> Work order
Only the lines from the beginning of the data through the line holding "vehicle interior seat" belong in the answer, printed exactly and without pictures.

Free-text object descriptions

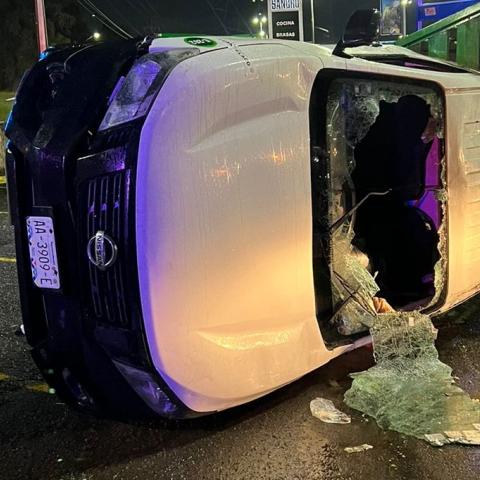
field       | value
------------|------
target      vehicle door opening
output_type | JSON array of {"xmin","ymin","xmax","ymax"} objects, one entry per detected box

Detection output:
[{"xmin": 310, "ymin": 72, "xmax": 447, "ymax": 346}]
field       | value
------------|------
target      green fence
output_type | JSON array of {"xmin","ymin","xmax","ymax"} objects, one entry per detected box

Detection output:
[{"xmin": 397, "ymin": 3, "xmax": 480, "ymax": 71}]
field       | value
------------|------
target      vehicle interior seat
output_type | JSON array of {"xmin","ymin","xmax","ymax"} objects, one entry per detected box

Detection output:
[{"xmin": 351, "ymin": 94, "xmax": 439, "ymax": 307}]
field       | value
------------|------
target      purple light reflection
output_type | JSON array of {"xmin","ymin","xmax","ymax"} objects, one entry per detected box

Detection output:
[{"xmin": 415, "ymin": 137, "xmax": 442, "ymax": 228}]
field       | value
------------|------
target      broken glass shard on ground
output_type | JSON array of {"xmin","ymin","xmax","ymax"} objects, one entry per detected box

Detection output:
[
  {"xmin": 344, "ymin": 312, "xmax": 480, "ymax": 446},
  {"xmin": 310, "ymin": 397, "xmax": 351, "ymax": 424},
  {"xmin": 344, "ymin": 444, "xmax": 373, "ymax": 453}
]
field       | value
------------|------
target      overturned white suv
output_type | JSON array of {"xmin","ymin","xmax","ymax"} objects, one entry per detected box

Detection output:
[{"xmin": 5, "ymin": 10, "xmax": 480, "ymax": 418}]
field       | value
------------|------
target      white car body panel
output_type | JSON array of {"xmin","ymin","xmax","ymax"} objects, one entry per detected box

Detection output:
[{"xmin": 136, "ymin": 38, "xmax": 480, "ymax": 412}]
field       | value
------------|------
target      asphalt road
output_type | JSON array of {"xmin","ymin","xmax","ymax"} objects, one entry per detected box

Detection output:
[{"xmin": 1, "ymin": 185, "xmax": 480, "ymax": 480}]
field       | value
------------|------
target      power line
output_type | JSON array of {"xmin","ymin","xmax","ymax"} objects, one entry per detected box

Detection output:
[
  {"xmin": 82, "ymin": 0, "xmax": 133, "ymax": 38},
  {"xmin": 140, "ymin": 0, "xmax": 165, "ymax": 32},
  {"xmin": 76, "ymin": 0, "xmax": 133, "ymax": 39},
  {"xmin": 76, "ymin": 0, "xmax": 129, "ymax": 38},
  {"xmin": 142, "ymin": 0, "xmax": 164, "ymax": 21},
  {"xmin": 126, "ymin": 0, "xmax": 162, "ymax": 33},
  {"xmin": 124, "ymin": 0, "xmax": 162, "ymax": 31},
  {"xmin": 204, "ymin": 0, "xmax": 229, "ymax": 34},
  {"xmin": 102, "ymin": 0, "xmax": 144, "ymax": 37},
  {"xmin": 203, "ymin": 0, "xmax": 253, "ymax": 35}
]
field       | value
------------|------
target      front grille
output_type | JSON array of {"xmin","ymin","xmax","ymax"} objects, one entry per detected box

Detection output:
[{"xmin": 85, "ymin": 171, "xmax": 130, "ymax": 327}]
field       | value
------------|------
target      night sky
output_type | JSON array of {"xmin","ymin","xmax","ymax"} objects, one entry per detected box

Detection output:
[
  {"xmin": 75, "ymin": 0, "xmax": 265, "ymax": 38},
  {"xmin": 0, "ymin": 0, "xmax": 381, "ymax": 90},
  {"xmin": 76, "ymin": 0, "xmax": 380, "ymax": 41}
]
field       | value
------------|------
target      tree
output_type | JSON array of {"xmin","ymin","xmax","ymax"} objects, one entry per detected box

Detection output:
[
  {"xmin": 0, "ymin": 0, "xmax": 91, "ymax": 90},
  {"xmin": 0, "ymin": 0, "xmax": 37, "ymax": 90}
]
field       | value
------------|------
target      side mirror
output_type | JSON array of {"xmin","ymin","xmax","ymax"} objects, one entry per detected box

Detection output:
[{"xmin": 333, "ymin": 9, "xmax": 381, "ymax": 58}]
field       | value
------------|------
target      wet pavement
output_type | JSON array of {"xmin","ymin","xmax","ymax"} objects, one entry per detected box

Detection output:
[{"xmin": 1, "ymin": 185, "xmax": 480, "ymax": 480}]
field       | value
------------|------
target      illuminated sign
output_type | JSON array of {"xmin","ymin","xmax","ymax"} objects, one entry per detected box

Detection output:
[
  {"xmin": 271, "ymin": 0, "xmax": 301, "ymax": 9},
  {"xmin": 268, "ymin": 0, "xmax": 304, "ymax": 41},
  {"xmin": 417, "ymin": 0, "xmax": 478, "ymax": 28}
]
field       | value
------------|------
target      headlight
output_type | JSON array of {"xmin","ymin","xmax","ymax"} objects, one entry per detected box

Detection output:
[{"xmin": 99, "ymin": 48, "xmax": 199, "ymax": 131}]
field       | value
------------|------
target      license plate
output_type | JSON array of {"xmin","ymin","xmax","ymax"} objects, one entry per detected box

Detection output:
[{"xmin": 26, "ymin": 216, "xmax": 61, "ymax": 290}]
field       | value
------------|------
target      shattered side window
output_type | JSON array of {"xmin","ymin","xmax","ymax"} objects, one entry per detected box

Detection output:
[
  {"xmin": 325, "ymin": 78, "xmax": 446, "ymax": 336},
  {"xmin": 326, "ymin": 79, "xmax": 444, "ymax": 224},
  {"xmin": 317, "ymin": 77, "xmax": 480, "ymax": 446},
  {"xmin": 330, "ymin": 227, "xmax": 379, "ymax": 336}
]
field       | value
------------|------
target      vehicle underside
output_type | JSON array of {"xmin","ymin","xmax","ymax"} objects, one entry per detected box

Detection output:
[{"xmin": 310, "ymin": 72, "xmax": 446, "ymax": 345}]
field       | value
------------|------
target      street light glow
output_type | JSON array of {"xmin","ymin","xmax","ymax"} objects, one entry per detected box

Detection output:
[
  {"xmin": 252, "ymin": 10, "xmax": 267, "ymax": 38},
  {"xmin": 93, "ymin": 32, "xmax": 101, "ymax": 40}
]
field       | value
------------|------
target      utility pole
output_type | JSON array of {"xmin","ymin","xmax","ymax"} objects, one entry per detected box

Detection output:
[
  {"xmin": 311, "ymin": 0, "xmax": 315, "ymax": 43},
  {"xmin": 34, "ymin": 0, "xmax": 49, "ymax": 54}
]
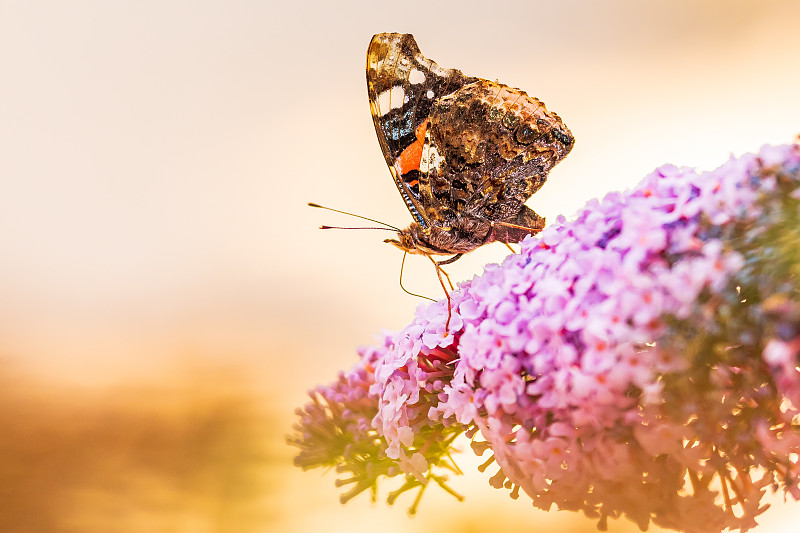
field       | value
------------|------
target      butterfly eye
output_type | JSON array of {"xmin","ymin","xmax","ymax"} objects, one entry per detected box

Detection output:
[{"xmin": 515, "ymin": 124, "xmax": 540, "ymax": 145}]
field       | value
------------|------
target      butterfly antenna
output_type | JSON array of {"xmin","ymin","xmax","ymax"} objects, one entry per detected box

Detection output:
[
  {"xmin": 308, "ymin": 202, "xmax": 401, "ymax": 231},
  {"xmin": 319, "ymin": 225, "xmax": 396, "ymax": 231}
]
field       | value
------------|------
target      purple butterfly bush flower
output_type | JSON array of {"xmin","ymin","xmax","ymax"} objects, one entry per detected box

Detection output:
[{"xmin": 291, "ymin": 143, "xmax": 800, "ymax": 532}]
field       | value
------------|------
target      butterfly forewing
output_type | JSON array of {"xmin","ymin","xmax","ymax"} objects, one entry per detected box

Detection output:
[
  {"xmin": 367, "ymin": 33, "xmax": 574, "ymax": 257},
  {"xmin": 367, "ymin": 33, "xmax": 478, "ymax": 228}
]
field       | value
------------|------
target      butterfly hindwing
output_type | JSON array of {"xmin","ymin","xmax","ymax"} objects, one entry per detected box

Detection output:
[{"xmin": 421, "ymin": 78, "xmax": 574, "ymax": 230}]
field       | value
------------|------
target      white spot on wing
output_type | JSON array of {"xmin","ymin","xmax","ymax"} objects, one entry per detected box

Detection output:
[
  {"xmin": 419, "ymin": 143, "xmax": 431, "ymax": 173},
  {"xmin": 429, "ymin": 63, "xmax": 450, "ymax": 77},
  {"xmin": 377, "ymin": 89, "xmax": 392, "ymax": 115},
  {"xmin": 426, "ymin": 90, "xmax": 434, "ymax": 99},
  {"xmin": 390, "ymin": 86, "xmax": 404, "ymax": 109},
  {"xmin": 377, "ymin": 86, "xmax": 406, "ymax": 115},
  {"xmin": 419, "ymin": 137, "xmax": 442, "ymax": 174},
  {"xmin": 409, "ymin": 69, "xmax": 425, "ymax": 84}
]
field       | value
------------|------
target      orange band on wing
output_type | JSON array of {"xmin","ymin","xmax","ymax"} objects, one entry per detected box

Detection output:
[
  {"xmin": 415, "ymin": 119, "xmax": 428, "ymax": 143},
  {"xmin": 396, "ymin": 140, "xmax": 423, "ymax": 174},
  {"xmin": 395, "ymin": 120, "xmax": 429, "ymax": 175}
]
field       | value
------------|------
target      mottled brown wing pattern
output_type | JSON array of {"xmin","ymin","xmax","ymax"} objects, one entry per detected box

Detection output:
[
  {"xmin": 366, "ymin": 33, "xmax": 478, "ymax": 229},
  {"xmin": 420, "ymin": 80, "xmax": 574, "ymax": 239},
  {"xmin": 368, "ymin": 32, "xmax": 574, "ymax": 264}
]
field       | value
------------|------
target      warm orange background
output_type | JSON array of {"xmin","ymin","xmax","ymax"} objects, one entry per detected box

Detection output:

> Exercise result
field       | value
------------|------
target      vehicle door opening
output_type | JSON array of {"xmin","ymin","xmax","ymax"} objects, one entry per detected box

Detection output:
[{"xmin": 310, "ymin": 72, "xmax": 447, "ymax": 346}]
field       | value
------------|------
target      green fence
output_type | JSON array of {"xmin","ymin","xmax","ymax"} objects, one entry per detected box

Detection output:
[{"xmin": 397, "ymin": 3, "xmax": 480, "ymax": 71}]
field       | value
------------|------
target      vehicle interior seat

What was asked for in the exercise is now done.